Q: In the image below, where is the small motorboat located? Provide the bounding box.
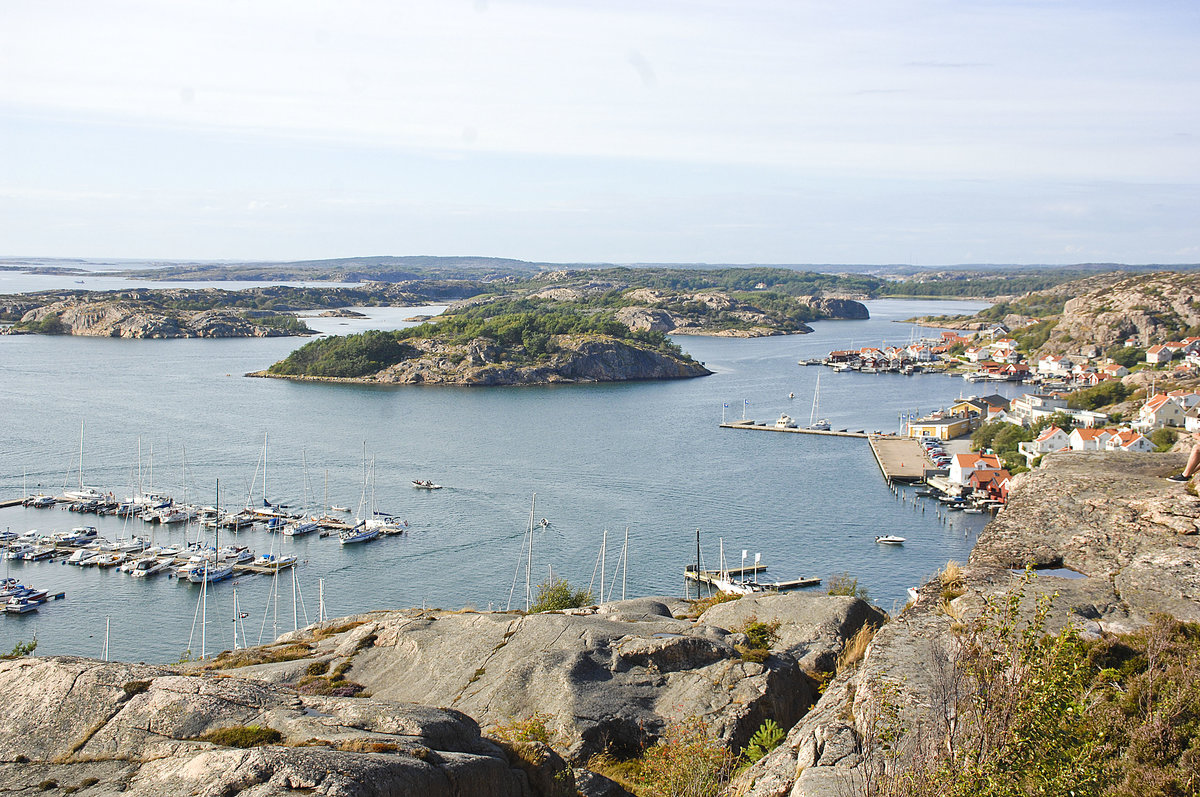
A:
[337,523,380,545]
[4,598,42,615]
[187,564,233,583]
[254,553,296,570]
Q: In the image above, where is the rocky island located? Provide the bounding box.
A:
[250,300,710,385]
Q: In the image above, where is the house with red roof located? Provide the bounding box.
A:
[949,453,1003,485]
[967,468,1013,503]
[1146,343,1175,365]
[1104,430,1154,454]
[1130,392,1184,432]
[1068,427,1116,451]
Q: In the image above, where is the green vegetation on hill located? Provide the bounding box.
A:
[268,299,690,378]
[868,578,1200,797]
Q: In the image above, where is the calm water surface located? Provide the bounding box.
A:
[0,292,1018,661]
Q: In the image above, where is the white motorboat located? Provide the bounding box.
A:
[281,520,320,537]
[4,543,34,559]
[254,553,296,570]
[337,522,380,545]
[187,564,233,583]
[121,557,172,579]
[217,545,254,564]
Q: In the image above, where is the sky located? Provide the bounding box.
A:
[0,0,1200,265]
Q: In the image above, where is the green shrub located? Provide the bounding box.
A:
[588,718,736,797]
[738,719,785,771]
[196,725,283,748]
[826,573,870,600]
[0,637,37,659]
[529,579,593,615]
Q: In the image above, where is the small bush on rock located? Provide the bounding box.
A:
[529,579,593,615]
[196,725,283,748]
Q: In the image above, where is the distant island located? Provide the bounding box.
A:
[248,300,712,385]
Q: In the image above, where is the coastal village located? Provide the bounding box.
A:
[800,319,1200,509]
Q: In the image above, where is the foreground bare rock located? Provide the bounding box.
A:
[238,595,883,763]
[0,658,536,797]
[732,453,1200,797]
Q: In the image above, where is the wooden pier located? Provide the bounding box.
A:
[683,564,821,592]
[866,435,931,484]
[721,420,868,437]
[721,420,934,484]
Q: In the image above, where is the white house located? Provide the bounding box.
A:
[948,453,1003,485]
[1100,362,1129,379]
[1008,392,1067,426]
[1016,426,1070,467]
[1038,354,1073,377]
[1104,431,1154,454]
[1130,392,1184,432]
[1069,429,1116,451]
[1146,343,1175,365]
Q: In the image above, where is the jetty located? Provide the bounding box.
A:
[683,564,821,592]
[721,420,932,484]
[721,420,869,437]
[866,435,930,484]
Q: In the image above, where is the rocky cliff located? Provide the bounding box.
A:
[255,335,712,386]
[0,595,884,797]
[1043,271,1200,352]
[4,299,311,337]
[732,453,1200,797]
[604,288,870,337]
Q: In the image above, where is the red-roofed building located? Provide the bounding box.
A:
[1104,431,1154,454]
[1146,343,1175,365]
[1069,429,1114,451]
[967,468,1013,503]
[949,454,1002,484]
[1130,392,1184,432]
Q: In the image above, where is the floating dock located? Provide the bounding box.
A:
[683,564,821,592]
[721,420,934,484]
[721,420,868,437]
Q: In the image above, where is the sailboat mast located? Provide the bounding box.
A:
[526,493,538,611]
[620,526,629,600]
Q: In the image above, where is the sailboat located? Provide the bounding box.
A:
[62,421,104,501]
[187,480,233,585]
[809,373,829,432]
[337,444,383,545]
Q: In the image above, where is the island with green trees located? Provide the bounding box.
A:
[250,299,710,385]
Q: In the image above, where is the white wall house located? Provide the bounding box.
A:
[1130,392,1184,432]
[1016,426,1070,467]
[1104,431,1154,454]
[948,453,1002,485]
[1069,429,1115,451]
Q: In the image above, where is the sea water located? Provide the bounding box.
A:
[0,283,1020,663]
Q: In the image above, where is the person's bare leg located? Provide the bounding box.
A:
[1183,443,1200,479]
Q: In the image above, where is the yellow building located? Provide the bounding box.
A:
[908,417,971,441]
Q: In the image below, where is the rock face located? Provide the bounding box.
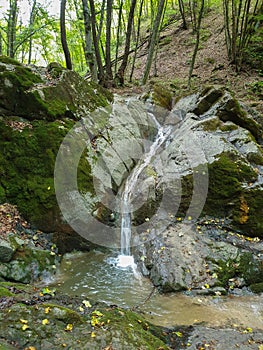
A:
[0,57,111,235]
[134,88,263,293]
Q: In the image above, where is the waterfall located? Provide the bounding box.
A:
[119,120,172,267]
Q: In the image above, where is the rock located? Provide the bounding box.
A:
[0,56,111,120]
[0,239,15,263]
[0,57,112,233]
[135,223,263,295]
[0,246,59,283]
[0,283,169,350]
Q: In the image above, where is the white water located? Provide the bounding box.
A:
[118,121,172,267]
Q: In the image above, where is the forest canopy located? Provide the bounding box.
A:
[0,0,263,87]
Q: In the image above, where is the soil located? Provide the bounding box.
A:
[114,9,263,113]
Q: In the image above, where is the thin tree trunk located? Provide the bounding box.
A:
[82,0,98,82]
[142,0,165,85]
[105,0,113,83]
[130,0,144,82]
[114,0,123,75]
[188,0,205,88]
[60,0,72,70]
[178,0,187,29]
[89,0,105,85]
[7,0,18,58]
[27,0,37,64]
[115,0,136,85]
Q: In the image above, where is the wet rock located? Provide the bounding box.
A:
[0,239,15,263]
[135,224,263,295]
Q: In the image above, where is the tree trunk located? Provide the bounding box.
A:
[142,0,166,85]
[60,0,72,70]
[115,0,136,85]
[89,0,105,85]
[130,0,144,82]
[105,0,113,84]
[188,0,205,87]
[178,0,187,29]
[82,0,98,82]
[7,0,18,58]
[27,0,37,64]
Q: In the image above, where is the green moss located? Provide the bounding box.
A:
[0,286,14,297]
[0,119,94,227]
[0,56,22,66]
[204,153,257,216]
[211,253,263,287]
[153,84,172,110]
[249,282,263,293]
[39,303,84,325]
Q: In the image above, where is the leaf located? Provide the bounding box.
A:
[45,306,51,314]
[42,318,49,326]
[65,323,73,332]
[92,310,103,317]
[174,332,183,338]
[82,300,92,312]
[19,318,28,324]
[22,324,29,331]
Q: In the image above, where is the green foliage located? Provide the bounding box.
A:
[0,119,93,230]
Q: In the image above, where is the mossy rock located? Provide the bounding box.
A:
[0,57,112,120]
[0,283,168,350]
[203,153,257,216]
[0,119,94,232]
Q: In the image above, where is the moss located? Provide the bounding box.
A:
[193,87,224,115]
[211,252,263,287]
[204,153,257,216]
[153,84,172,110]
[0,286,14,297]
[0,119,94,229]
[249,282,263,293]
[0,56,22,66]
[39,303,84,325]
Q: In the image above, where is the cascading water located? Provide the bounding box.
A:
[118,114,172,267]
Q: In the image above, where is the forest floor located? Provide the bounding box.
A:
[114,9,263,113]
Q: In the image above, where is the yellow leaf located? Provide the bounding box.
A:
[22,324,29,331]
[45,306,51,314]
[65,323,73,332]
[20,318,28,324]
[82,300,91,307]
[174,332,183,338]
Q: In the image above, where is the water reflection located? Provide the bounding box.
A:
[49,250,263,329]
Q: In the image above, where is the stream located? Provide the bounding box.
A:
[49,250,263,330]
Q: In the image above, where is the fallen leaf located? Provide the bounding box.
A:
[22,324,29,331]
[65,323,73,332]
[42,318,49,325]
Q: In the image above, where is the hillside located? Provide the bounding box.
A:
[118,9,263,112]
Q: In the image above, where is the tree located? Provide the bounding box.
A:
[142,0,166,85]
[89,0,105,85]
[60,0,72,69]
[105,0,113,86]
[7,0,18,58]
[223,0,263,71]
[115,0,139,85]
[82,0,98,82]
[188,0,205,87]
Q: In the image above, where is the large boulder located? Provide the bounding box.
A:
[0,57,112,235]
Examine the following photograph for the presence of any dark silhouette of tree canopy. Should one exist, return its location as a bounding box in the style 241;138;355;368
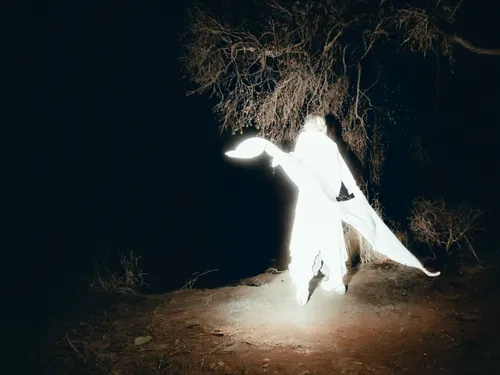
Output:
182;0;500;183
────────────────
*What to produce:* Write out the lines word for word, from the start of the records through the line containing "[1068,427,1116,451]", with both ends included. Leave out the picture.

*Reply to the task:*
Q: In the image below, where is the small motorboat located? Provide the bounding box.
A:
[337,523,380,545]
[4,598,42,615]
[187,564,233,583]
[254,553,296,570]
Q: In the image above, where is the rocky island located? Provide the bounding box.
A:
[250,300,710,385]
Q: In the image above, where is the house with red roof located? Provide the bounding box.
A:
[949,453,1003,485]
[967,468,1013,503]
[1146,343,1175,365]
[1104,430,1154,454]
[1130,392,1184,432]
[1068,427,1116,451]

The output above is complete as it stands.